HOW TO COMPLETE THIS TASK →
Could you retype every line of the data underneath without altering anything?

Top of STUDY MATERIAL

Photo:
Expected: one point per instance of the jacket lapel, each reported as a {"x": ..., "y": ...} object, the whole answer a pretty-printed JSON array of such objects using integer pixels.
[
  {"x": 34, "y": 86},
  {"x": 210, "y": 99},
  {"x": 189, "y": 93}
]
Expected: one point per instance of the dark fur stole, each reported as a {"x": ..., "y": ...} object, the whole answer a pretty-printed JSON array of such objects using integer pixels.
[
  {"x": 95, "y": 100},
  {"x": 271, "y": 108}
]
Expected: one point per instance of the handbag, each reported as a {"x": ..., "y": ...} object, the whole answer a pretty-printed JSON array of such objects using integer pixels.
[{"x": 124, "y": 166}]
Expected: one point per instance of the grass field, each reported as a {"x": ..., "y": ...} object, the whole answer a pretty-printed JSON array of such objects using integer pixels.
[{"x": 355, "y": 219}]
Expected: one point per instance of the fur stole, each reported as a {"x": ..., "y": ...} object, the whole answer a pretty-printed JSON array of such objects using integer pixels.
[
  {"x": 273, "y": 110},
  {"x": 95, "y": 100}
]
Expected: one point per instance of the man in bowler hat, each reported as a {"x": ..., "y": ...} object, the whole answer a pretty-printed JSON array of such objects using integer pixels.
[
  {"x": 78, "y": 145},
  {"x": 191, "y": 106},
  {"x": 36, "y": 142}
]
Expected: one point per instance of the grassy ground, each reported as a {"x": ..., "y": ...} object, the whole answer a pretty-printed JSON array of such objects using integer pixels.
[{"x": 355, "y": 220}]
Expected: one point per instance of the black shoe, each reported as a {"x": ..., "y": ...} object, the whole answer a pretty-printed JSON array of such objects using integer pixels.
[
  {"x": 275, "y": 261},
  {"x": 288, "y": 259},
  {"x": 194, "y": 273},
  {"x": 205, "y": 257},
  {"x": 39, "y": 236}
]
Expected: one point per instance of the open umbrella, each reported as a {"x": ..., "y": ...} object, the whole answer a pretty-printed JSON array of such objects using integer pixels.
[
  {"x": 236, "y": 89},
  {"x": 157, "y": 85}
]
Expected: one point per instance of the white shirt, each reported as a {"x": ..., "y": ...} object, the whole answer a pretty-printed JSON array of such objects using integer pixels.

Bottom of STUDY MATERIAL

ANSWER TO THIS EXERCISE →
Photo:
Expected: one point per instance of the jacket lapel, each reported as a {"x": ..., "y": ...} object, the whole answer a pretty-printed JSON array of such objects using integer pixels.
[
  {"x": 34, "y": 86},
  {"x": 210, "y": 99},
  {"x": 189, "y": 93}
]
Expected: one point per instance of the dark fur stole, each reported as a {"x": ..., "y": ...} object, the whole answer a pretty-printed JSON array of such objects using integer pixels.
[
  {"x": 95, "y": 100},
  {"x": 271, "y": 108}
]
Expected: one point per instance of the handbag, each reported as a {"x": ..., "y": ...} object, the whole answer a pretty-printed JSON array of such objects using integer pixels.
[{"x": 124, "y": 166}]
Expected: one point per instance of the grass field, each reported as a {"x": ..., "y": ...} object, the whole answer a pretty-printed JSON array of such objects using integer pixels.
[{"x": 355, "y": 219}]
Expected: one point per instance of the fur stole, each reported as a {"x": ..., "y": ...} object, the whole answer a pretty-printed JSON array of such objects using integer pixels.
[
  {"x": 273, "y": 110},
  {"x": 95, "y": 100}
]
Expected: one point per instance of the man in bowler hat, each reported as a {"x": ..., "y": ...} object, the whole answer a pretty-printed JSON array of such objects using integer pixels.
[
  {"x": 78, "y": 145},
  {"x": 191, "y": 106},
  {"x": 36, "y": 142}
]
Expected: one point per instance of the grassy ground, each reported as a {"x": ..., "y": ...} object, the whole answer a pretty-printed JSON array of such objects using integer pixels.
[{"x": 355, "y": 220}]
Expected: one point per instance of the black shoe, each reported as a {"x": ..., "y": ...} object, the whole answer a pretty-printed JSON array of such objects using integer pixels.
[
  {"x": 275, "y": 261},
  {"x": 288, "y": 259},
  {"x": 194, "y": 273},
  {"x": 205, "y": 257},
  {"x": 39, "y": 236}
]
Expected: one point per instance of the open umbrella, each reported as a {"x": ..., "y": ...} object, the whole answer a pretty-printed JSON array of such objects using integer pixels.
[
  {"x": 236, "y": 89},
  {"x": 157, "y": 85}
]
Expected: one point per instance of the white shirt, each reported as a {"x": ..., "y": ...} object, the whole answer a pretty-printed JSON array of such objects using integer pixels.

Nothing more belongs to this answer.